VORLIEGENDER TEXT:
______________________________
# Grafikkarte und Unterscheide bei Chiphersteller



## Jan-Frederik Stieler (21. Oktober 2005)

Hallo,
habe vor mir eine neue Grafikkarte zu kaufen und stehe nun vor dem Problem das es bei den unterschiedlichen Chipherrstellern auch grasse Preisunterschiede gibt.
Wie ist das zum beispiel bei Connect 3d und Asus, also worin unterscheiden die sich in Ihrer Leistung?
Noch am Rande ich wollte mir eventuell eine Radeon x800 oder x850xt kaufen.

Viele Grüße


----------



## zioProduct (21. Oktober 2005)

Gerade bei solchen Karten musst du auf den Hersteller achten, und nicht unbedingt auf den Chipsatz. Angemonnen die Radeon x800XL von Spahire kannst du vergessen, weil die viel zu ungenügend gekühlt wird. Aber nimmst du die x800XL von HIS, hast du nen geilen Kühler, der leider einen Slot platz nimmt, aber dafür die Graka zu höchstleistungen formt!
mfg
ziop


----------



## Jan-Frederik Stieler (21. Oktober 2005)

Hi,
danke für deine Antwort!
Also ich dachte immer das der Chiphersteller auch der Hersteller der GK ist, da dieser Name ja Groß auf der Packung steht .
Also gerne hätte ich ja eine 850xt nur der Preis . Gibt es denn irgendwo eine Übersicht wo Pro und Contra zu den verschiedenen Herrstellern steht?
Der zusätzliche Slotverbrauch wegen größerem Kühler ist bei mir weniger das problem da hatt Asus vorgesorgt und etwas Platz gelassen.

Gruß


----------



## zioProduct (21. Oktober 2005)

Jo, sry, überlesen, war in gedanken beim Chipsatz des MB 
Jo, ich fachzeitschriften (oft "Gamer"-Zeitschriften) hat es oft ausgeprägte Test drin, und ansonsten, checke dir mal in nem Webshop die Details ab, da erkennste ja auch was drin,bzw dran steckt, auch kannste gleich vorweg sortieren, welche du nimmst, da du den Lüfter auf dem Pic siehst, und ohne "Kampf"-Lüfter kann ich dir nur abraten  Deswegen rate ich dir gleich von Anfang an von saphire ab, die sind bekannt, das sie zu wenig "dran" setzen  S gibt ne Menge guter, ich bevorzuge seit ner weile HIS, kann mich nicht beklagen 
mfg
ziop


----------



## Jan-Frederik Stieler (21. Oktober 2005)
______________________________
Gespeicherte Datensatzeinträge
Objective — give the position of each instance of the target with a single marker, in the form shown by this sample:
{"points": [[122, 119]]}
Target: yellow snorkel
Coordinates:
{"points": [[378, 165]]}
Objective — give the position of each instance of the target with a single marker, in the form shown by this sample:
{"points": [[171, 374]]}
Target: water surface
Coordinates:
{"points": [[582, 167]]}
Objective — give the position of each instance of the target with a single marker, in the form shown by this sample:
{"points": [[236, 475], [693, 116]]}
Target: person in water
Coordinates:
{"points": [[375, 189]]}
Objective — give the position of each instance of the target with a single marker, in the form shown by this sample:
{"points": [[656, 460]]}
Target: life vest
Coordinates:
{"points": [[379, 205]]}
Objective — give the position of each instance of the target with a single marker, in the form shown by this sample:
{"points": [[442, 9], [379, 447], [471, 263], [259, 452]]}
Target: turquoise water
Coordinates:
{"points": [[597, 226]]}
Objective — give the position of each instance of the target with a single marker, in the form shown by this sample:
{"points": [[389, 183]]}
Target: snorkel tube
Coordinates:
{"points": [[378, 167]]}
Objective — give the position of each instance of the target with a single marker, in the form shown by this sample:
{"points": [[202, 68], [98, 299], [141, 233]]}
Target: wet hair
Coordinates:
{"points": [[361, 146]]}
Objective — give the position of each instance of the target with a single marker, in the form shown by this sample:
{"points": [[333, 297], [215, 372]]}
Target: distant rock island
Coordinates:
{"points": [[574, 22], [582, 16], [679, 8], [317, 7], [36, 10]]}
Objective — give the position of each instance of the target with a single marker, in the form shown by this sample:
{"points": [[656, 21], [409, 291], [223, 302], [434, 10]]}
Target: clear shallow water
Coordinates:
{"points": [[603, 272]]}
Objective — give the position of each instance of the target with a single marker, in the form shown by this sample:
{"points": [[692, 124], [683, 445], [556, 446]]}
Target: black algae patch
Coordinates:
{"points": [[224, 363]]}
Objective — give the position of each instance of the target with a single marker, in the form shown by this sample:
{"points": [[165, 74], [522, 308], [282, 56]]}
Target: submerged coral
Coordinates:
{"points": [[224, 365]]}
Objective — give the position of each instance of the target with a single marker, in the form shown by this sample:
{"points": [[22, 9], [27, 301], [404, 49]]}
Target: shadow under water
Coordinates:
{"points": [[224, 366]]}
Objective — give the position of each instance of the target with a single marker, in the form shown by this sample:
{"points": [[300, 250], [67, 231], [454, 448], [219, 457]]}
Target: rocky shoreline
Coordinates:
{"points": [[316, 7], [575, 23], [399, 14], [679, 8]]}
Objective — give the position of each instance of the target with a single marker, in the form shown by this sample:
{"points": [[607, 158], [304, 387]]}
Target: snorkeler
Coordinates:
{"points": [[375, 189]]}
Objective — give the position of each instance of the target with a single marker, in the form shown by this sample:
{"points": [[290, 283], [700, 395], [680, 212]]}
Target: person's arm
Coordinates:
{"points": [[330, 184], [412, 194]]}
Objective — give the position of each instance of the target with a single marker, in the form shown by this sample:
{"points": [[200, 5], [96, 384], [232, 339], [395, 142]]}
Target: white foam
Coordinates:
______________________________
AUFGABEN:
[a] Gib einen Abschnitt aus dem Thread über Grafikkarten wortgetreu wieder. Fang bei den Worten "Noch am Rande" an und hör nach den Worten "zu höchstleistungen formt!" auf.
[b] Welchen Hersteller bevorzugt zioProduct laut dem Thread über Grafikkarten seit einer Weile?
[c] Schreib den Thread über Grafikkarten nach seinem letzten Eintrag weiter.

LÖSUNGEN:
[a]
Noch am Rande ich wollte mir eventuell eine Radeon x800 oder x850xt kaufen.

Viele Grüße


----------



## zioProduct (21. Oktober 2005)

Gerade bei solchen Karten musst du auf den Hersteller achten, und nicht unbedingt auf den Chipsatz. Angemonnen die Radeon x800XL von Spahire kannst du vergessen, weil die viel zu ungenügend gekühlt wird. Aber nimmst du die x800XL von HIS, hast du nen geilen Kühler, der leider einen Slot platz nimmt, aber dafür die Graka zu höchstleistungen formt!

[b] HIS.

[c]
Wenn man nun Asus und His miteinader vegleicht wo liegen da Stärken beziehungsweise Schwächen?
Vielleicht hast du ja noch einen Test zuhause liegen  .


----------



## Alexander12 (23. Oktober 2005)

Hi.

GeForce 7800GTX, grad der schnellste Chip der Welt, hab Ich gelesen.


MfG Alexander12


----------



## Jan-Frederik Stieler (24. Oktober 2005)

Mmmhh, jetzt stellt sich nur noch die Frage was den bei einer GK wichtiger ist die Taktungen oder die Piplines etc.
Siehe diesen Test: http://www.hardtecs4u.com/reviews/2005/gigabyte_7800gtx/

Gruß


----------



## Alexander12 (27. Oktober 2005)

Hi.

Ich habe mir mal in der Statistik von deinem Link folgendes gelesen:



> Pixel-Pipelines: 20 (4 deaktiviert)




Wieso zur Hölle deaktivieren die die Pipelines?
Das breamst doch nur, oder?

Aber die Taktung ist meines Wissens wichtiger, kommt ja drauf an wie schnell der Chip das umsetzt ... Da nutzen auch noch so schneller DDR3 ram etc. nichts wenn der Chip nicht gut genug ist..


MfG Alexander12


----------



## turboprinz (27. Oktober 2005)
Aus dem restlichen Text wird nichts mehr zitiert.